● **Entries supplied**:
● ● ●

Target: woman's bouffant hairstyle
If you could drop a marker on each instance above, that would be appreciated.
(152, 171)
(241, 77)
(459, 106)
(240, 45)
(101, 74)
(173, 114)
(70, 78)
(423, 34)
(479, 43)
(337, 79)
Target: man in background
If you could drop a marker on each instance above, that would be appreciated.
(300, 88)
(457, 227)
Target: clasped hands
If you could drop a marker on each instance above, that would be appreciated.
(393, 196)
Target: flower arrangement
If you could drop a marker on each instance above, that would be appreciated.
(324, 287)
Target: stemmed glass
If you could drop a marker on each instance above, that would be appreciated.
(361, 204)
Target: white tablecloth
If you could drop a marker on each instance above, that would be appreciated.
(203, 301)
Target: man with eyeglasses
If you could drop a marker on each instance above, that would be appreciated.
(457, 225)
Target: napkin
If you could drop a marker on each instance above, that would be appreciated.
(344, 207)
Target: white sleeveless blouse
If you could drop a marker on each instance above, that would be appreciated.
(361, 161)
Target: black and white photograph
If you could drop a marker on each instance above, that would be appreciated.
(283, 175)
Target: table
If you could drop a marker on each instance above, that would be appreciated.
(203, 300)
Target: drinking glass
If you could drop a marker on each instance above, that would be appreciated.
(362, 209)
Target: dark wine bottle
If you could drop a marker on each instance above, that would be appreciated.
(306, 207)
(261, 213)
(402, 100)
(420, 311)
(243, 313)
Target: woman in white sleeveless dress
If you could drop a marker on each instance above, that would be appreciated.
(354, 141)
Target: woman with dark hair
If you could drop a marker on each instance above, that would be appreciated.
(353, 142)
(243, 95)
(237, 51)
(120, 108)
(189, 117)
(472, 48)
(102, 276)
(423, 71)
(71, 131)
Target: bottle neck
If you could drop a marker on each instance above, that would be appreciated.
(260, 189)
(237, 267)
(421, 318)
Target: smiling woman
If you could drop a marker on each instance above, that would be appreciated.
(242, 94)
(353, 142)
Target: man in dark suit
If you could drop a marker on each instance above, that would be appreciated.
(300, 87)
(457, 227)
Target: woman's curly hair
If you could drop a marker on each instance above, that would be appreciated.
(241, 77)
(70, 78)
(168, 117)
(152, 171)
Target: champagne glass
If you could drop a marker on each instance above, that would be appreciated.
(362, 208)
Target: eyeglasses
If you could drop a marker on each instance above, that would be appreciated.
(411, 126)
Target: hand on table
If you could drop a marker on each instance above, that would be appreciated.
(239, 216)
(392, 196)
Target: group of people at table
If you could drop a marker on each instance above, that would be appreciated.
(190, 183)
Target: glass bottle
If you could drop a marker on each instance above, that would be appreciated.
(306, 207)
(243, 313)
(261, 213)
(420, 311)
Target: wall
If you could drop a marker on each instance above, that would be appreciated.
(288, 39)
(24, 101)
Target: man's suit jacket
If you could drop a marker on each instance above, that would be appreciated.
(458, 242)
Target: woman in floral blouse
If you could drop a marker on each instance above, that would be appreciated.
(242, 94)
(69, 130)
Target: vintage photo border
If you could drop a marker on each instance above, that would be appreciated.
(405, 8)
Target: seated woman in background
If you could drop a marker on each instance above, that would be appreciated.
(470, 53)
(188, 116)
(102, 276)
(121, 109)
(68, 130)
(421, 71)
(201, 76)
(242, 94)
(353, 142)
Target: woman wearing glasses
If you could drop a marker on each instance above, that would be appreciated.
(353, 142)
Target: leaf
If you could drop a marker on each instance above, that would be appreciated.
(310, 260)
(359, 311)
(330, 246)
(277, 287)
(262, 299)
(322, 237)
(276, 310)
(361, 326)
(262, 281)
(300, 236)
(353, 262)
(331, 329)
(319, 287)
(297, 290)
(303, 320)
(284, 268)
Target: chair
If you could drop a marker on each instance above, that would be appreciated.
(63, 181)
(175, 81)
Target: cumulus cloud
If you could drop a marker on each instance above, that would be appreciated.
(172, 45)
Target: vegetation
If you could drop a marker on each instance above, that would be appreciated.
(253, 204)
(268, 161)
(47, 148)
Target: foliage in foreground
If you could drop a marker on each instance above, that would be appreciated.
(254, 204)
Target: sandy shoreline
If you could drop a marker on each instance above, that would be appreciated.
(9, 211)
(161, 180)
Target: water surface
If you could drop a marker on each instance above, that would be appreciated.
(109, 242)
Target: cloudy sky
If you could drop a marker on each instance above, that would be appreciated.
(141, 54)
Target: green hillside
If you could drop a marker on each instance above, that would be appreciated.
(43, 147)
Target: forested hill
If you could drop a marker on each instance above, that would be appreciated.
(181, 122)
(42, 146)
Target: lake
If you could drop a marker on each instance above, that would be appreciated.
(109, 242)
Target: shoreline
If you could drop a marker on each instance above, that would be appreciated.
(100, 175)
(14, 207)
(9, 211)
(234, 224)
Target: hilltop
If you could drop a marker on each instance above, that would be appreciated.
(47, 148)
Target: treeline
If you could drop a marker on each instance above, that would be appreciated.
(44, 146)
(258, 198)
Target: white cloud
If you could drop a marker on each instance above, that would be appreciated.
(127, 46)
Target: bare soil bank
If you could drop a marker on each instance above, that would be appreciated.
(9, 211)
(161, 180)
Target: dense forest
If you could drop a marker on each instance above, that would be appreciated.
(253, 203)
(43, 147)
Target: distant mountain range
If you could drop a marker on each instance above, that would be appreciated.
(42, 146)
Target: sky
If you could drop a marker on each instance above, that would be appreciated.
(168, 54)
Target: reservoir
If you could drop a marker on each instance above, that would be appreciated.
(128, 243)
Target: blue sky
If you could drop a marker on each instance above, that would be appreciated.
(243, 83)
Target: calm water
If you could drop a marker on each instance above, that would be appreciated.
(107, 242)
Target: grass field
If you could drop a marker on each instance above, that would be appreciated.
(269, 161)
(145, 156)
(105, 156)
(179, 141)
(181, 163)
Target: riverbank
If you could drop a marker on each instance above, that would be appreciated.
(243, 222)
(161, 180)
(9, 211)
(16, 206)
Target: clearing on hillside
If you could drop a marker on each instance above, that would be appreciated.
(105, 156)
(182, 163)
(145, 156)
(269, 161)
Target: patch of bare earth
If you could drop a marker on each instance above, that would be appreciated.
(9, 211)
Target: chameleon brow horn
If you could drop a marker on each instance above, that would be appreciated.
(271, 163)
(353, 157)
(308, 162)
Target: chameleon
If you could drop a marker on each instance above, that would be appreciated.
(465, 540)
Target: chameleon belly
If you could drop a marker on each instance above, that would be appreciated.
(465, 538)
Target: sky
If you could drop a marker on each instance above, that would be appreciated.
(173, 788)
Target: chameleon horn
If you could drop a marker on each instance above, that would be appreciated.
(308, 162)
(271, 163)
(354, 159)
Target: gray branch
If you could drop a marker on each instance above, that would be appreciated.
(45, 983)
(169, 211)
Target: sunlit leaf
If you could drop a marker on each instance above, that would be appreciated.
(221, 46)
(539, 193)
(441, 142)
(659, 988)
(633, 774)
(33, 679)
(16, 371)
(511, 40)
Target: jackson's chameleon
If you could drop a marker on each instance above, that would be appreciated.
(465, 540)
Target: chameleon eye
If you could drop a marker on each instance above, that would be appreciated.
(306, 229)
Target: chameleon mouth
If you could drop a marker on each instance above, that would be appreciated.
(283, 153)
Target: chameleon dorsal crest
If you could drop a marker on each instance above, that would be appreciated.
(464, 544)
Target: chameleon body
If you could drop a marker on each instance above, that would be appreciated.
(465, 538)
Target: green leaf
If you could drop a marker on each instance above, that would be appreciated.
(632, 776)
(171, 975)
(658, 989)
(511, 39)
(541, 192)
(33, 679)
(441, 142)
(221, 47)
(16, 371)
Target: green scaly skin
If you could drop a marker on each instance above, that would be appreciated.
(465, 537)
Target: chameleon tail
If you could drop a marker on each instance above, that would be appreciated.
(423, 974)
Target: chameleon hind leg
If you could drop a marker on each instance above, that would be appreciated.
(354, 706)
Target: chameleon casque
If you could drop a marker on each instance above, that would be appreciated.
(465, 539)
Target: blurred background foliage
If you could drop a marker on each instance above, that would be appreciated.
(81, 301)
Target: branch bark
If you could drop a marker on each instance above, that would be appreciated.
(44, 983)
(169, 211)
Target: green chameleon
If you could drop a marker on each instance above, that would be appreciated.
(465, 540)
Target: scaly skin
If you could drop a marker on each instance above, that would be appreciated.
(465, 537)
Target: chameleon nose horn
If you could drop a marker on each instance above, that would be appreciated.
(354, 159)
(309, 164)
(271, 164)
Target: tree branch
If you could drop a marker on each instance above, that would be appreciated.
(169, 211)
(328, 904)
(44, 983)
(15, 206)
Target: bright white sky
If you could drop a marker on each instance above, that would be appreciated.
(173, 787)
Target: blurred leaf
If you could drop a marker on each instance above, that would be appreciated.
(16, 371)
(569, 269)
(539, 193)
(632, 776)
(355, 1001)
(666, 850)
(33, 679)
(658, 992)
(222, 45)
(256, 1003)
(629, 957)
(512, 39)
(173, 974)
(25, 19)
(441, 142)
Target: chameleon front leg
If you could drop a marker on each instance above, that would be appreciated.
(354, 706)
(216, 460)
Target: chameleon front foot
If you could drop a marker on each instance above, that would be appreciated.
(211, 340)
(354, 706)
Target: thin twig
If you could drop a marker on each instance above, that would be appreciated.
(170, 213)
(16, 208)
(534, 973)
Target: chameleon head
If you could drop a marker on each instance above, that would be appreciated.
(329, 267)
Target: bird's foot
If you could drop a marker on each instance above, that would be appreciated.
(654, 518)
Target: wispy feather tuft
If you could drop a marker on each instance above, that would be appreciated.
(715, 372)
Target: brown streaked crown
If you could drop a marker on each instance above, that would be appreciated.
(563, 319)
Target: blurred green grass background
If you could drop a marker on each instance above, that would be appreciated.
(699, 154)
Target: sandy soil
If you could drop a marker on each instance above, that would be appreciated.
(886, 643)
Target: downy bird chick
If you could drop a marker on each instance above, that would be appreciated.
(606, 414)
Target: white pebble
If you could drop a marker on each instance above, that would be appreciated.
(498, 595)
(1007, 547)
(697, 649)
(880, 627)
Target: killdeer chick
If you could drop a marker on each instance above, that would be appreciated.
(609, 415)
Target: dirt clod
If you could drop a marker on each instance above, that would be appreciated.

● ● ●

● **What is expected**: Select the lines in this material that hold the word "sandy", leaving none out.

● **Written answer**:
Target: sandy shoreline
Target: sandy soil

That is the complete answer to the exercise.